Region labeling items:
* * *

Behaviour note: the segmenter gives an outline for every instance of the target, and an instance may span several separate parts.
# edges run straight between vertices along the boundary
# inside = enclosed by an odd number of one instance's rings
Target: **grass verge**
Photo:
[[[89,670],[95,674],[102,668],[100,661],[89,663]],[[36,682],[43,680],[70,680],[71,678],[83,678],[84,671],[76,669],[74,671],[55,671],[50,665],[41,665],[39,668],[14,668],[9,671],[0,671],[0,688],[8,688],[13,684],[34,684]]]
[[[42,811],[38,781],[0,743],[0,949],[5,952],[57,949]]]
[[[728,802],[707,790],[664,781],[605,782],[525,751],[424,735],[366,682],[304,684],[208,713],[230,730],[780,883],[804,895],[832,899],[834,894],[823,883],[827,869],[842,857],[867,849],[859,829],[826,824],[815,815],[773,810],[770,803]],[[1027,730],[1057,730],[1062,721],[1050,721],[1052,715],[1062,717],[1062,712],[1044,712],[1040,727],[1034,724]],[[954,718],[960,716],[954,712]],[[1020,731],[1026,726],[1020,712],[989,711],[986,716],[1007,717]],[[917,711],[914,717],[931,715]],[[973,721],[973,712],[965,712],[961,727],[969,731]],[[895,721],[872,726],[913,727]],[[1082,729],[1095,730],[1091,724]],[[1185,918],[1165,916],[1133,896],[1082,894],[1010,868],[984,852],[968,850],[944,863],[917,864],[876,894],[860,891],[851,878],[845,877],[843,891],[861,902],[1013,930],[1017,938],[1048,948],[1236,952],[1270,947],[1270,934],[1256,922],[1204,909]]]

* * *

WHAT IS EXPECTED: Could you quote, word for word, everything from the start of the records up to and including the line with "[[[42,811],[38,781],[0,743],[0,949],[5,952],[57,949]]]"?

TASK SOLUTION:
Behaviour note: the segmenter gives an outline for every instance of the target, and an instance may span several separate parts.
# edges run straight between vertices along the boundary
# inside = enclosed by an odd number of one instance's rings
Target: **grass verge**
Photo:
[[[89,670],[95,674],[102,668],[100,661],[89,663]],[[36,682],[43,680],[70,680],[71,678],[83,678],[84,671],[76,669],[74,671],[55,671],[50,665],[41,665],[39,668],[14,668],[9,671],[0,671],[0,688],[8,688],[13,684],[34,684]]]
[[[42,811],[38,781],[0,743],[0,949],[5,952],[57,949]]]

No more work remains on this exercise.